# Topic modeling (LDA)
- It implements latent dirichlet allocation (a popular topic modeling approach)
- The model uses collapsed gibbs sampling (a faster inference model for topic modeling)

It operates in two steps.

*A) Preparing data (integer encoding documents)*  

*B) Performing topic modeling on integer encoded documents*

In [124]:
# Its vanilla implementation of Topic modeling that only uses basic tools:
# json - to read from and write to files in json format 
# numpy - for faster matrix operations 
# pandas - to read csv data
# string - to only keep English letters, removing puntuations and other characters
# random - to generate random numbers for initializing Markov-chain monte carlo, and 
#           and during algorithm working to avoid local optima


import json
import numpy as np
import random
import pandas as pd
import string

# A) Preparing data (integer encoding documents)

==*==

▸ **PARTS OF THE EXERCISE**
a. In the topic modeling notes, what inference method does the model use?
b. Write out the passage of the topic modeling notes that begins at the words "- It implements" and stops after "for topic modeling)", with no changes.

==*==

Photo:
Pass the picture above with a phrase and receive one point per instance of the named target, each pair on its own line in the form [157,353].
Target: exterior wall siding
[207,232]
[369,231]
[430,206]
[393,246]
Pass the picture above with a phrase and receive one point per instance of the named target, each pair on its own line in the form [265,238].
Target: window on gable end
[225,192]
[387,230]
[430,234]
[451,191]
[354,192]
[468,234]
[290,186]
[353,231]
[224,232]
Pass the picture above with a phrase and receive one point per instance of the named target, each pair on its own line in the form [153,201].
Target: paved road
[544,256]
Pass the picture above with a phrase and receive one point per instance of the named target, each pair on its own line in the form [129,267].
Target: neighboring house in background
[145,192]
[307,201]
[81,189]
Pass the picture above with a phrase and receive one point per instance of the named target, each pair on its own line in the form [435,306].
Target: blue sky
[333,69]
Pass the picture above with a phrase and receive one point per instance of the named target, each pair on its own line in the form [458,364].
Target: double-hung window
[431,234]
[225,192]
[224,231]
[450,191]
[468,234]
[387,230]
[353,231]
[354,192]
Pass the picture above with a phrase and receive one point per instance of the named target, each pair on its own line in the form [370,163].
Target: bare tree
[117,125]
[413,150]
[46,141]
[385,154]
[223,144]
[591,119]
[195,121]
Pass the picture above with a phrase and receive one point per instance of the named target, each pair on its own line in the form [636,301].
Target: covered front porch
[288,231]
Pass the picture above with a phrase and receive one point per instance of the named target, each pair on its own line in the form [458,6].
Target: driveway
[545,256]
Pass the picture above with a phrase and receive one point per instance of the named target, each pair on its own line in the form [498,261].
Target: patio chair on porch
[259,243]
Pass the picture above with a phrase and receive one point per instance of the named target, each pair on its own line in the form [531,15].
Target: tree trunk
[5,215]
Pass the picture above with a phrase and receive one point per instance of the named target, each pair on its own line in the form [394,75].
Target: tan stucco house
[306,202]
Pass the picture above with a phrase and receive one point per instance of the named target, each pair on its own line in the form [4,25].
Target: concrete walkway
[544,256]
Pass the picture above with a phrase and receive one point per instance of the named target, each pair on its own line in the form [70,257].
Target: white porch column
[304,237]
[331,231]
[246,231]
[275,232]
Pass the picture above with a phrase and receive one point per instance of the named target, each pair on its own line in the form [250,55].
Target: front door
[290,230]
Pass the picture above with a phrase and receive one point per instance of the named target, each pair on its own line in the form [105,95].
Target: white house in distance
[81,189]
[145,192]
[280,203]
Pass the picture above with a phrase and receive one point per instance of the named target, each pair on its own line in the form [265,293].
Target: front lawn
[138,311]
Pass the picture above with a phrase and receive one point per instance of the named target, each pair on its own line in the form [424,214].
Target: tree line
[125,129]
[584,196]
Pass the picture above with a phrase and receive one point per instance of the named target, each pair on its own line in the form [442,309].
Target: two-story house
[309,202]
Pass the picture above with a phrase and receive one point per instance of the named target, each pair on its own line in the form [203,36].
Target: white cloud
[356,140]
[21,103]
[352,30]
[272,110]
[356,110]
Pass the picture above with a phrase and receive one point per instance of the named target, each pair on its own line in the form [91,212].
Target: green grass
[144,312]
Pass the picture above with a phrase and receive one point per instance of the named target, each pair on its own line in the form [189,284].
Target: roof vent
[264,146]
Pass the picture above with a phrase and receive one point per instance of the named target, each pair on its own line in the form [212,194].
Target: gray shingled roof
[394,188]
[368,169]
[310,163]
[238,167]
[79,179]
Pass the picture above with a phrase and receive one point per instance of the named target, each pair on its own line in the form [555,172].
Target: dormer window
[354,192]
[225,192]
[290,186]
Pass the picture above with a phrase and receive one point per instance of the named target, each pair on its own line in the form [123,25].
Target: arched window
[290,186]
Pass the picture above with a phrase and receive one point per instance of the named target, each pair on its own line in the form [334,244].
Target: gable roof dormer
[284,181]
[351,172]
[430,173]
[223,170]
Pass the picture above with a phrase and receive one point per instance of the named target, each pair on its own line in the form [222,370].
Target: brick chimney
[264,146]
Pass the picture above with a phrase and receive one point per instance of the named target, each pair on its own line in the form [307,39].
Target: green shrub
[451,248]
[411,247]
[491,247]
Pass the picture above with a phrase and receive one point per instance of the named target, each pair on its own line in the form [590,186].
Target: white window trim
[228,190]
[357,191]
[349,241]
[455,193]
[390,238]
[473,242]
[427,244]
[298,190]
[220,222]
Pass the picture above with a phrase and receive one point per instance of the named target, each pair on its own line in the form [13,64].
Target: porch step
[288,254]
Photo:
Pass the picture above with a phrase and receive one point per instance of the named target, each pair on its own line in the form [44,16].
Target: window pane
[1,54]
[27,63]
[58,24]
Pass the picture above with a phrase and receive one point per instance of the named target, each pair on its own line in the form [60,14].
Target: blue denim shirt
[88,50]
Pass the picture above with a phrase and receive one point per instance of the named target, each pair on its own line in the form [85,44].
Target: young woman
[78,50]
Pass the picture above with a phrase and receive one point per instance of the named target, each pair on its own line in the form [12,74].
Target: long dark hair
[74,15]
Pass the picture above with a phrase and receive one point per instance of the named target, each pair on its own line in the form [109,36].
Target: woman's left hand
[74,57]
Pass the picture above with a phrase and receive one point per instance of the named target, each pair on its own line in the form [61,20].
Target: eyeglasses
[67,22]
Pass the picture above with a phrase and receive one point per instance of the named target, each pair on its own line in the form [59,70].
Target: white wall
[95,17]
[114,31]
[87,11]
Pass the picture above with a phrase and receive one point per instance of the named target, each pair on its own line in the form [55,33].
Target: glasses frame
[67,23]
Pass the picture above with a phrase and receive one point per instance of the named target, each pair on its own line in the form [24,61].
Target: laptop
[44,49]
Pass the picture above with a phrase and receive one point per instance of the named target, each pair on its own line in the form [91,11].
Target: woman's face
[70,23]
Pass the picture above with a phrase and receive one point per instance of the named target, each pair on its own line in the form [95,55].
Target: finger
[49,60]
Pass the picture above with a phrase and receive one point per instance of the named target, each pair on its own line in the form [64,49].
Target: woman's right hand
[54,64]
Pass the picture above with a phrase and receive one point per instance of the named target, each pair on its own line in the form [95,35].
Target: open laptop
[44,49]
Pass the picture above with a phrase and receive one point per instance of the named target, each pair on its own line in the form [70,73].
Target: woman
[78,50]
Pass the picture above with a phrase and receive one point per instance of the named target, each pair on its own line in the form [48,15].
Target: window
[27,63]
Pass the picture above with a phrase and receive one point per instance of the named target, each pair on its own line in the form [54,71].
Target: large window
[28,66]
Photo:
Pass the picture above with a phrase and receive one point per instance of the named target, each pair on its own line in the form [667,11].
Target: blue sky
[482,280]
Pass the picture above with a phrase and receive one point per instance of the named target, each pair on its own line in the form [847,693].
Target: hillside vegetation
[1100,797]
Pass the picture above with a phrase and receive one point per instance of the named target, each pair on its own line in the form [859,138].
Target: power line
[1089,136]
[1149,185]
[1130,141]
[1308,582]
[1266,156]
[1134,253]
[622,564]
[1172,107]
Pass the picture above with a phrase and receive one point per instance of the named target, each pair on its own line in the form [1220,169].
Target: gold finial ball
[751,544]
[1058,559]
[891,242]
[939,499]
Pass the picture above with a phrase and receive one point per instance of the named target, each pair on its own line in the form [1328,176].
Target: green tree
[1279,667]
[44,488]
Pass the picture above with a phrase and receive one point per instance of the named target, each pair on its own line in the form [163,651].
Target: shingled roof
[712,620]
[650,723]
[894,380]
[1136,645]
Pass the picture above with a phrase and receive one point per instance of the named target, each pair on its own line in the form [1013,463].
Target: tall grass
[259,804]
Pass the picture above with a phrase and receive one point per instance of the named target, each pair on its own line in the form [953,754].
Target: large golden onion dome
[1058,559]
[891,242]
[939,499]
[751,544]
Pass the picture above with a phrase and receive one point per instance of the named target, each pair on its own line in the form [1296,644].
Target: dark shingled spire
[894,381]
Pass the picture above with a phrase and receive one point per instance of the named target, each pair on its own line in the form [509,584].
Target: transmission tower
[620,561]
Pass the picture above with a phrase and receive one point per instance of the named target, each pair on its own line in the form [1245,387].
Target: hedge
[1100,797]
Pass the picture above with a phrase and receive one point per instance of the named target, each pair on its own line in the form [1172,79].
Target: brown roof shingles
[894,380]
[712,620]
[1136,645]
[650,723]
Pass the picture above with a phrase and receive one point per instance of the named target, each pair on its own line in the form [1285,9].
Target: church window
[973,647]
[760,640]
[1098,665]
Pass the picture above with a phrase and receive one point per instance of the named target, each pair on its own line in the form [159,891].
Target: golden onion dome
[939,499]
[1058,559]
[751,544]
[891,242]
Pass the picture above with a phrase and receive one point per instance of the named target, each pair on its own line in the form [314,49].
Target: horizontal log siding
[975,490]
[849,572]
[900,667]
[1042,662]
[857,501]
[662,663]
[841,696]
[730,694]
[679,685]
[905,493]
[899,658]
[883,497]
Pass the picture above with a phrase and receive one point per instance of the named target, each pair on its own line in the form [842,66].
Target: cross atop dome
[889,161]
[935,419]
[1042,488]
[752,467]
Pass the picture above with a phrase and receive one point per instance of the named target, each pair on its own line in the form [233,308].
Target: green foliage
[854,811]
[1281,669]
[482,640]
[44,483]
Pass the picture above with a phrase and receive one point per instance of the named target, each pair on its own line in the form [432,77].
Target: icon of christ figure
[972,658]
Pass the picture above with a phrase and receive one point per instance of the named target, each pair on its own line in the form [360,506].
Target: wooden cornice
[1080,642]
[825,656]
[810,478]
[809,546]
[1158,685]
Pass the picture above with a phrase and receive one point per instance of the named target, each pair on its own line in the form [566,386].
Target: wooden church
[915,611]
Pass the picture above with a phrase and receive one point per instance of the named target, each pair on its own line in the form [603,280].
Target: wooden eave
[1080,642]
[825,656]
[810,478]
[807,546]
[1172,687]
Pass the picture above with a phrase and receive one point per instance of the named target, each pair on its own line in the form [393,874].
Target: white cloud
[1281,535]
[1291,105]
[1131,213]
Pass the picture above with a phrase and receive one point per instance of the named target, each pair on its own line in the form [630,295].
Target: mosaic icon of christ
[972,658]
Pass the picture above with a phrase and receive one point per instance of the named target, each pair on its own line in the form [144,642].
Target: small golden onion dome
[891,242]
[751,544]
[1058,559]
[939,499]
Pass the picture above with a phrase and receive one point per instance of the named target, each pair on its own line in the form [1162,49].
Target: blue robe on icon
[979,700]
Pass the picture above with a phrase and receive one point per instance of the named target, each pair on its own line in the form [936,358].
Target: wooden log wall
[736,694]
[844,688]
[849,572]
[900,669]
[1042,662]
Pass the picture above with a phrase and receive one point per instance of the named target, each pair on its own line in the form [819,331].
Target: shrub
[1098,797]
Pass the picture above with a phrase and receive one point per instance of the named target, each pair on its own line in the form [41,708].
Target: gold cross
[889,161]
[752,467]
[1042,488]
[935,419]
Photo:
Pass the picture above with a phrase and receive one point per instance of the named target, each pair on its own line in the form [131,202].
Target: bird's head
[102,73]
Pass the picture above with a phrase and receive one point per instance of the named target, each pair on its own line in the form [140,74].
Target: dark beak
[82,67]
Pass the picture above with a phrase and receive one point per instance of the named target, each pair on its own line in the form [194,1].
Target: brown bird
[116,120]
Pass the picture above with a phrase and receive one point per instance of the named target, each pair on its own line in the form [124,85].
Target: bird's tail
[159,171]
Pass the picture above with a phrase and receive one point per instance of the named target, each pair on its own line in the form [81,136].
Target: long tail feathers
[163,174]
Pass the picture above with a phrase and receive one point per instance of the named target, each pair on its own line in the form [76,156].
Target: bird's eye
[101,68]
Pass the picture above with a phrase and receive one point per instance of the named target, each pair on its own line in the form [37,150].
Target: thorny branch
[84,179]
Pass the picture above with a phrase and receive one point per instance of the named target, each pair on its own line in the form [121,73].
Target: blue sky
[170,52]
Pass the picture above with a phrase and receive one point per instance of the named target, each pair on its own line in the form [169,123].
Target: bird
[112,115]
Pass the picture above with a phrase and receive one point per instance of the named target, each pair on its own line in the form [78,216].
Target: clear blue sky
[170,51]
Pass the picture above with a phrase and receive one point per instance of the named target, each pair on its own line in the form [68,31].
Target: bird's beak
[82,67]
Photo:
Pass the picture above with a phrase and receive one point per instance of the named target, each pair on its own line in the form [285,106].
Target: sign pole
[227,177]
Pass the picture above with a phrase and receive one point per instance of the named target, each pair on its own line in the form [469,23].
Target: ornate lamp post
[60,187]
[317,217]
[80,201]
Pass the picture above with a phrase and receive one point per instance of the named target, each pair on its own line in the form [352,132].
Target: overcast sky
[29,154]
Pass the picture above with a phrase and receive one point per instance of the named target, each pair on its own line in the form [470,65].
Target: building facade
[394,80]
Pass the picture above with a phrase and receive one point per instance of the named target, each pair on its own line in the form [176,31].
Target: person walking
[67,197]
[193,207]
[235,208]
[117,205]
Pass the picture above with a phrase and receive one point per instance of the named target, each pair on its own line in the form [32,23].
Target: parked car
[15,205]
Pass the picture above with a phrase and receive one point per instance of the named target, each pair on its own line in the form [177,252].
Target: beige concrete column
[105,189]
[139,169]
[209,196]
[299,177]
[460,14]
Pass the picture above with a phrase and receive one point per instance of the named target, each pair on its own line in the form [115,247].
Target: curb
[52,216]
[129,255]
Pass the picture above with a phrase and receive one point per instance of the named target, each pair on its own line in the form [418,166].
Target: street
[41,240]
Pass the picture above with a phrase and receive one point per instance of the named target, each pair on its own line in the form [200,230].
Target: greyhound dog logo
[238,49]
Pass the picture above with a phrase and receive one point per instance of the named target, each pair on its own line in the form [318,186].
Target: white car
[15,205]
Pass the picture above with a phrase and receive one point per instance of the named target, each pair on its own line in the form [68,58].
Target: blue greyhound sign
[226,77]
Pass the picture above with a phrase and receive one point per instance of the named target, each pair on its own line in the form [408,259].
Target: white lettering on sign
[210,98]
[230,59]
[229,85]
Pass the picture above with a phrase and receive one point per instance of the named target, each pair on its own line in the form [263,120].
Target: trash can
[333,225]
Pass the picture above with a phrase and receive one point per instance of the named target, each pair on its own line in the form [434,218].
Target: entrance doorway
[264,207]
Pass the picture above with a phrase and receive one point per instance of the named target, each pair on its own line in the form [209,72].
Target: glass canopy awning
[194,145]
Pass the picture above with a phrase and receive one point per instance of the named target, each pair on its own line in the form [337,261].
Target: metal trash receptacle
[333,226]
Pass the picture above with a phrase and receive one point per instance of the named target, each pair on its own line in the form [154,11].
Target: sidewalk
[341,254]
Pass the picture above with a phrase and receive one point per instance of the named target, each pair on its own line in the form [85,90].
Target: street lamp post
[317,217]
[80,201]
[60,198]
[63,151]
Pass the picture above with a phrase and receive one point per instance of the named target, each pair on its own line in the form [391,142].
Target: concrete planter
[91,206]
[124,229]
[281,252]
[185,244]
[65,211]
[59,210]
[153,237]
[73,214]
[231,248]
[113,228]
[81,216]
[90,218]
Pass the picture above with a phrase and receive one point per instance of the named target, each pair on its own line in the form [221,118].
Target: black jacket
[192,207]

==*==

▸ **RESPONSE LIST**
a. Collapsed Gibbs sampling.

b.
- It implements latent dirichlet allocation (a popular topic modeling approach)
- The model uses collapsed gibbs sampling (a faster inference model for topic modeling)